→ **Brief 1**: Please set down the words of the essay on the British election between "All things considered, this" and "248 years ago.", inclusive, with no changes.
→ **Brief 2**: In the essay on the British election, what book did Mary Ann Glendon publish nearly three decades ago?

### Text block ###

As the voting publics in Europe, the United States, and even Canada are turning on their liberal governments—and on the regiments of human rights lawyers who influence and substantially control them—the United Kingdom looks to be charging, mud-spattered and high in oath, in the opposite direction, into the clutches of a party led by a human-rights lawyer of the most extreme and bureaucratic type who clearly believes that elected politicians must be replaced by appointed lawyers if modern governments are to govern justly. Justifiable anger and disgust after fourteen years of misrule and incompetence by the heavily liberalized Tories are the chief reasons for the fury of the voters, who seek their revenge. Beyond that, however, the fact is that the woke insanity now rampant in the British establishment—including among its “conservative” wing—far exceeds what the United States is enduring today.
Nearly three decades ago, Mary Ann Glendon published Rights Talk: The Impoverishment of Political Discourse, in which she argued that the American obsession with individual rights—what they are, who has them, and who does not—was diverting attention from other crucial constitutional concerns. Thirty years on, this obsession has spread to Great Britain with a vengeance. Among the numerous surreal issues over which the British election campaign is being fought is the “right” of minors, including those whose age is in the single digits, to decide their gender for themselves, to choose of their own volition to subject themselves to puberty-blocking drugs and various mutilative surgeries, and the ability of the state to deny their parents the right—which is really their duty—to make their children’s decisions for them without interference from the National Health Service, the courts, and the Tavistock Clinic.
Simultaneously, public law and order in England have collapsed to the point where shoplifting and burglary have become de facto “rights” and the police have given up on prosecuting these crimes. Thus “rights” are reducible to figments of the imagination, if not actual hallucinations, and liberty has been made synonymous with license. Meanwhile, the Labour Party intends, should it be entrusted with the formation of a government on Friday, July 5, to begin realigning Great Britain with the undemocratic and increasingly tyrannical European Union from which the country succeeded in liberating itself four years ago—just as the EU’s largest and wealthiest member states are reconsidering the terms of their relationship with Brussels, as demonstrated by the most recent elections for the European Parliament and by last Sunday’s elections for the French National Assembly, in which the Rassemblement National won a majority in the first round.
All things considered, this series of contemporaneous political events—among many others—gives Americans much to reflect upon on this latest anniversary of the signing of the Declaration of Independence 248 years ago.

### Records supplied ###

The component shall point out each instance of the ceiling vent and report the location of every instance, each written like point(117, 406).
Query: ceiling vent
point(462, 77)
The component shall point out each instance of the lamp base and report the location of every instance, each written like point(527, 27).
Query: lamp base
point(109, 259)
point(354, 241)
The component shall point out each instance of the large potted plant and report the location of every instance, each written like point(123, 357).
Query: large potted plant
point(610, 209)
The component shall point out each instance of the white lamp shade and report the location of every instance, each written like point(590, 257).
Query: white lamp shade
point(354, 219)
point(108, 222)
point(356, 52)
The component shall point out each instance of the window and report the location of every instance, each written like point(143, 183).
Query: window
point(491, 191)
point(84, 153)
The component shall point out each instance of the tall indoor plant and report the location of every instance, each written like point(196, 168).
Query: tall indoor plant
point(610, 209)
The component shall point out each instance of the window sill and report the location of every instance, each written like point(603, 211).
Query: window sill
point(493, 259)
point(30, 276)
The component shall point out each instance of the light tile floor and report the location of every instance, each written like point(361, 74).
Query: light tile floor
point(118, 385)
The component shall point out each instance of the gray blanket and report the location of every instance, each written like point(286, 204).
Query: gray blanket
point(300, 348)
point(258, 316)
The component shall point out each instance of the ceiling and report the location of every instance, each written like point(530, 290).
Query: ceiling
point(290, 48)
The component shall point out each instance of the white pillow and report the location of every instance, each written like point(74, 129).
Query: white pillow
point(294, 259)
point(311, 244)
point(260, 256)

###
### Records supplied ###

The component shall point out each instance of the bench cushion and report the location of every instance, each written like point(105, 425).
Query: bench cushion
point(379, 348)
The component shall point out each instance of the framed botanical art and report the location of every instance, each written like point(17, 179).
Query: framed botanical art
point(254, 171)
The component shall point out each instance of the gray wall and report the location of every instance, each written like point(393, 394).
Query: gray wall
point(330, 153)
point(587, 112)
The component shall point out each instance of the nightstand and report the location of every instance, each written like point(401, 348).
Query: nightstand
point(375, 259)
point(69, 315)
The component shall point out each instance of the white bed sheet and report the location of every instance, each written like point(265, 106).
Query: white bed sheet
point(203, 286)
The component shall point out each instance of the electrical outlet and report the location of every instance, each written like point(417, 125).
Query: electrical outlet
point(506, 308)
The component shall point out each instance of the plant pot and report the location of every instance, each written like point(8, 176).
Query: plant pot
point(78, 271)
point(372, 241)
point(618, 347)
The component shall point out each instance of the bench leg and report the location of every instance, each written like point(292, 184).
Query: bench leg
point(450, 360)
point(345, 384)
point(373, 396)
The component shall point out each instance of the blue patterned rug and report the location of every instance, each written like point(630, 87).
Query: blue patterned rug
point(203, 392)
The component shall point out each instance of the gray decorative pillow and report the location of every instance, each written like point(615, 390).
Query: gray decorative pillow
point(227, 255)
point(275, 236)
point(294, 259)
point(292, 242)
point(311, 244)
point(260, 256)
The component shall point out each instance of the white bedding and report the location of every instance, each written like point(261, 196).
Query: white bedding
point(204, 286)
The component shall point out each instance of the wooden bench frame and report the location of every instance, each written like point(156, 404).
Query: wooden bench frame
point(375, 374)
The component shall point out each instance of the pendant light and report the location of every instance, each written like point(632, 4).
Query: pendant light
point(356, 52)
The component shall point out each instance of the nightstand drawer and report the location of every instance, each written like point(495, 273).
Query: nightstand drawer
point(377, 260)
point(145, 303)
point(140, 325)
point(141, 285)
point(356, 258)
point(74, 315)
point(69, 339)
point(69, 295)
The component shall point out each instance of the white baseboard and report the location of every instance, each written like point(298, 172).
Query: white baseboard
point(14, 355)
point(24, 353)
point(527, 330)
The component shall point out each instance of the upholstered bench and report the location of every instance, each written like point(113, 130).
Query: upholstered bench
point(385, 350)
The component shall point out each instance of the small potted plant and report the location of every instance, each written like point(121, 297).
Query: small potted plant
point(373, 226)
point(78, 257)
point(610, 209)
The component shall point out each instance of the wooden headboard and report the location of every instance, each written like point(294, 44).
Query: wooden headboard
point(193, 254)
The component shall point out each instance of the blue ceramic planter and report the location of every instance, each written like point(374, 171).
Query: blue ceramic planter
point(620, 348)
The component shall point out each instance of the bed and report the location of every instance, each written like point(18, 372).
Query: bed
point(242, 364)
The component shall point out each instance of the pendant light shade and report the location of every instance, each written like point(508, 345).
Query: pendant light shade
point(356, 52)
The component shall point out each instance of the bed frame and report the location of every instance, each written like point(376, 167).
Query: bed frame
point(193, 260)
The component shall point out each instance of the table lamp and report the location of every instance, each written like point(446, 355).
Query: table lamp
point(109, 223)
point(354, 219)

###

→ **Expected output 1**:
All things considered, this series of contemporaneous political events—among many others—gives Americans much to reflect upon on this latest anniversary of the signing of the Declaration of Independence 248 years ago.

→ **Expected output 2**: Rights Talk: The Impoverishment of Political Discourse